» **WHAT THE TASK ASKS**:
Go through the entries below and print, exactly, the lines starting at the one with "wanted | a marker on every instance of the light" and ending at the one with "sample | <point>294,258</point>", keeping both ends and no others.

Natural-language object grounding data
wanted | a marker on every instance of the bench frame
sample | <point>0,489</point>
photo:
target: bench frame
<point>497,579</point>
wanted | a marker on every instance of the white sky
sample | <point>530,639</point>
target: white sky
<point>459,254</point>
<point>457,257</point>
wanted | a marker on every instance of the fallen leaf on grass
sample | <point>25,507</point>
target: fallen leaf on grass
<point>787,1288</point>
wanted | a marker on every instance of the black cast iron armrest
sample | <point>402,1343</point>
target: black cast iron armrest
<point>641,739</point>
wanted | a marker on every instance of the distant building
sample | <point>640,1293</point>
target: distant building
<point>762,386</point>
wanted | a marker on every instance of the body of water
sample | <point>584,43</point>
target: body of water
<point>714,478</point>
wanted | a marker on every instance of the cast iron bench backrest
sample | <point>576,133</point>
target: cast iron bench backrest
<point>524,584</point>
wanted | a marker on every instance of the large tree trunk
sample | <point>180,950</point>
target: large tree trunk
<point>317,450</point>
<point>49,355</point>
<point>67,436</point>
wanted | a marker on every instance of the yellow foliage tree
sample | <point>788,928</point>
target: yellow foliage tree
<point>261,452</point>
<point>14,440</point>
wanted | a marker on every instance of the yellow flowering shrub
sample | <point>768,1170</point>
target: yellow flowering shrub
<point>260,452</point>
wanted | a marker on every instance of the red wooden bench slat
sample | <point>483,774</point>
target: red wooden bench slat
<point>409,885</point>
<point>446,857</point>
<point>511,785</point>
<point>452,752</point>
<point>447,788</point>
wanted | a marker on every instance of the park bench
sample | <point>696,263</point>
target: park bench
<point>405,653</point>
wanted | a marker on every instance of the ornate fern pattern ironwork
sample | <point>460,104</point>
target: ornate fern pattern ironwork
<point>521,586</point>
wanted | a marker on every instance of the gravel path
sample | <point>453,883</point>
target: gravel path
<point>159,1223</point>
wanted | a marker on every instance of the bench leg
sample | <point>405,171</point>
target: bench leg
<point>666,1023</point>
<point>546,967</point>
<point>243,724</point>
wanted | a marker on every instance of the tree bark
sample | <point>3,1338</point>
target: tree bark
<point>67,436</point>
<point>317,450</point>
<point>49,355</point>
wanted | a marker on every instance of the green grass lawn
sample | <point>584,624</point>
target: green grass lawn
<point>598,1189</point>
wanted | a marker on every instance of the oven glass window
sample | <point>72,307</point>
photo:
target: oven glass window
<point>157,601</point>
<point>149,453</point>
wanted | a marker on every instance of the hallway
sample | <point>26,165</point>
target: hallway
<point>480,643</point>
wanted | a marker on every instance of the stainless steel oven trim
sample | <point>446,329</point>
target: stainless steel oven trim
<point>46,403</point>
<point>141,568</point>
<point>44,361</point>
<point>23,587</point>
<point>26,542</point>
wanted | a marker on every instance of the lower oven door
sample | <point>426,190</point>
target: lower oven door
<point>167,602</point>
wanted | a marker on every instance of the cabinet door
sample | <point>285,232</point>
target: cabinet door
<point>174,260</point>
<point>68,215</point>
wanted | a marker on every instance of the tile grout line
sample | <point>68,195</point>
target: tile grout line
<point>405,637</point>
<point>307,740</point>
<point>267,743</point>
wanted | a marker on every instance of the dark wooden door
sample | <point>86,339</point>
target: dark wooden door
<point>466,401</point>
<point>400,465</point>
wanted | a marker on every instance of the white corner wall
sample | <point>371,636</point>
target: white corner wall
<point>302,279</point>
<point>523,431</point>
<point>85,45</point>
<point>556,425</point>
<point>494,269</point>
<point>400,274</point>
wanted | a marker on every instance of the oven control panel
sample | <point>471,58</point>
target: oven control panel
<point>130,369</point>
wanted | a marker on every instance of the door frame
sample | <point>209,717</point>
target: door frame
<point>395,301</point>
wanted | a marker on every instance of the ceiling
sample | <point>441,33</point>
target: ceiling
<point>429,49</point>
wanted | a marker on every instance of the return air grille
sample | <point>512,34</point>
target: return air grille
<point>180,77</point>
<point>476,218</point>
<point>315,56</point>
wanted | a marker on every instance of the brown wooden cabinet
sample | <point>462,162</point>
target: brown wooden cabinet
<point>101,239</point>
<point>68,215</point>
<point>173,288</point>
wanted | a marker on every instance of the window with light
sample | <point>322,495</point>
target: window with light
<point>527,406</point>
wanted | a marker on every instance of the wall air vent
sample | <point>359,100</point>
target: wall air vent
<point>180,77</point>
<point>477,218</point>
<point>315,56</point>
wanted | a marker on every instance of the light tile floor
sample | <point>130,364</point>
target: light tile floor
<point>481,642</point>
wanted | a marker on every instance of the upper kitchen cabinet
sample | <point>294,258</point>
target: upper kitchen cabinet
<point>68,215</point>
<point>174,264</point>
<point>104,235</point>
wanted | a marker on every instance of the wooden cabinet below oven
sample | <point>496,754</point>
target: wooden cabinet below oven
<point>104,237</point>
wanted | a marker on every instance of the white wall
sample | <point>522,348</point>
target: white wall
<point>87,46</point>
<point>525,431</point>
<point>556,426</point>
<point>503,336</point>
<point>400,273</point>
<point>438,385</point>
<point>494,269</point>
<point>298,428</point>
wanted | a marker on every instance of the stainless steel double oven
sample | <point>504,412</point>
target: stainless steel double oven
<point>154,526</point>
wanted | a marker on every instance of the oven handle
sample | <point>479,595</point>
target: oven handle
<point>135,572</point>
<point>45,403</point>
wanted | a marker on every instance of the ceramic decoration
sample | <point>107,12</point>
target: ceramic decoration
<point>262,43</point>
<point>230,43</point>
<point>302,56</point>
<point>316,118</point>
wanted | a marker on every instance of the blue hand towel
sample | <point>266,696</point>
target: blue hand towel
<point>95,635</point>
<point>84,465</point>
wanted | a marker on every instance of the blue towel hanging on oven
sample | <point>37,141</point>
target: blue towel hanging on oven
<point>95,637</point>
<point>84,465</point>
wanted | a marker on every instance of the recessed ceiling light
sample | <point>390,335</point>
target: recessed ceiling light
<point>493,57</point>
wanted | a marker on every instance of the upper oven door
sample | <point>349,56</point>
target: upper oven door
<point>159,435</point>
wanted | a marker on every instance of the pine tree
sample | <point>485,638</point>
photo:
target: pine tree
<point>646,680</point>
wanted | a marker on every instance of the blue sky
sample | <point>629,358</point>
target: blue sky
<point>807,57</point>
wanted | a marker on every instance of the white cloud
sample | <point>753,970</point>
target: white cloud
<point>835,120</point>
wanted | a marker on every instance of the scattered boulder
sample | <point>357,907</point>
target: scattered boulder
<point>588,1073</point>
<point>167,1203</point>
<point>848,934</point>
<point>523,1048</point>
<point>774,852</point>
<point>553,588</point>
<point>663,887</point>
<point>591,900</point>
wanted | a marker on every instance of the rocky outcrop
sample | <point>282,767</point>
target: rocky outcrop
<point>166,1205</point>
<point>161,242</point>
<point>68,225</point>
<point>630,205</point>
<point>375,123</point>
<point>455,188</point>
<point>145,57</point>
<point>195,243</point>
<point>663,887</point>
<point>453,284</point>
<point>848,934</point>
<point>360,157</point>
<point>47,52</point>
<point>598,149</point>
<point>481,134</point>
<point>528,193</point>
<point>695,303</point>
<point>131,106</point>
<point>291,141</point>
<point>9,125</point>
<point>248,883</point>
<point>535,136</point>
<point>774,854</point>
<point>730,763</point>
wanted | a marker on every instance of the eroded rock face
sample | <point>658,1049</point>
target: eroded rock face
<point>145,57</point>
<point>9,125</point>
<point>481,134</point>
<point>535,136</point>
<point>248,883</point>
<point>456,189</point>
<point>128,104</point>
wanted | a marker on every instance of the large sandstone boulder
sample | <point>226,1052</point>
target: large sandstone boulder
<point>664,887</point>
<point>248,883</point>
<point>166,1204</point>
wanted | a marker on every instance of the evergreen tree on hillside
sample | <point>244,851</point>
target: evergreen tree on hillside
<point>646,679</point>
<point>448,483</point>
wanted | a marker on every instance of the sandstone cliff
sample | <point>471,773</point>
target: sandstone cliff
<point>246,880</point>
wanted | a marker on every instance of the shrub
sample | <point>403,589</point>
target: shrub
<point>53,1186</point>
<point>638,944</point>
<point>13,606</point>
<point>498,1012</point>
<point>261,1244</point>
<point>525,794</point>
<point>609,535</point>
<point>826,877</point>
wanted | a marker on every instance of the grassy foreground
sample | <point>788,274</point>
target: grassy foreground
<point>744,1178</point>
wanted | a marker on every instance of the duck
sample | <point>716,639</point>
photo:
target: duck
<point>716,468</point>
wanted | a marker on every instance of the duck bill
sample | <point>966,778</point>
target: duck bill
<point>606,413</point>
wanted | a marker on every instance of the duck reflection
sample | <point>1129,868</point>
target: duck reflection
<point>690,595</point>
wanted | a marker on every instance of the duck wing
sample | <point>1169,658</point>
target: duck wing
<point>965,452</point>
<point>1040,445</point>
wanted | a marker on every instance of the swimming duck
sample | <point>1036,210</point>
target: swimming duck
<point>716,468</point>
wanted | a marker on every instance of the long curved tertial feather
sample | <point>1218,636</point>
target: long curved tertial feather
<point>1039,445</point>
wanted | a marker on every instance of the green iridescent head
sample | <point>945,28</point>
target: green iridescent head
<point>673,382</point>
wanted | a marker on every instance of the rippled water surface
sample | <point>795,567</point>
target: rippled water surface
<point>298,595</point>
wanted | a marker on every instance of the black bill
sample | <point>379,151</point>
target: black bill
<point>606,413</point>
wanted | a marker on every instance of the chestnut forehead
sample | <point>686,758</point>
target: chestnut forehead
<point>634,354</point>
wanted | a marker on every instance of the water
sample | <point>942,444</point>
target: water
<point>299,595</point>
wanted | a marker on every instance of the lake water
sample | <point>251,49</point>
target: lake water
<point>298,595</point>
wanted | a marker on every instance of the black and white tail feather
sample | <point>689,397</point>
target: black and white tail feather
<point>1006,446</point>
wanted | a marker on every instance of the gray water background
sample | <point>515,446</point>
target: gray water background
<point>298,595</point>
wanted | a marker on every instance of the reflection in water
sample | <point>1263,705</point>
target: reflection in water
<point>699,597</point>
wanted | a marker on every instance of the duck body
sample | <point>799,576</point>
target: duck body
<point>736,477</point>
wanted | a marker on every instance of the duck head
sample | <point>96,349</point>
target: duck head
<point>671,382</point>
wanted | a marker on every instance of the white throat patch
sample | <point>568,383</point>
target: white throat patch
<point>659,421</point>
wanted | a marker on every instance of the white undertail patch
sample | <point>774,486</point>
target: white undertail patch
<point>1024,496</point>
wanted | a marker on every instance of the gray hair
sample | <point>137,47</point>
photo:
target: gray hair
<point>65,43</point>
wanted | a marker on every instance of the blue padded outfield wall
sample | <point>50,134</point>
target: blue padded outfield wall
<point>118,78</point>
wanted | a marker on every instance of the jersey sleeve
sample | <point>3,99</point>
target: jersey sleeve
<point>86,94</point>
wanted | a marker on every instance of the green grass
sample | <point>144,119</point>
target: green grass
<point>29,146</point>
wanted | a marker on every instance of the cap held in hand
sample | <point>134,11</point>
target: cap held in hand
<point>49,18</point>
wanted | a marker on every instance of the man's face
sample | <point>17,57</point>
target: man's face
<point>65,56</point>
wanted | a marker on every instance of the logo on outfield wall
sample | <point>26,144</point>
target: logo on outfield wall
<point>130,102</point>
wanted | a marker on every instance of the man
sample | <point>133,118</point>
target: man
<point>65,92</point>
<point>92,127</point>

» **OUTPUT FOR THIS TASK**:
wanted | a marker on every instance of the light tile floor
sample | <point>130,364</point>
target: light tile floor
<point>481,642</point>
wanted | a marker on every instance of the upper kitchen cabinet
sample | <point>294,258</point>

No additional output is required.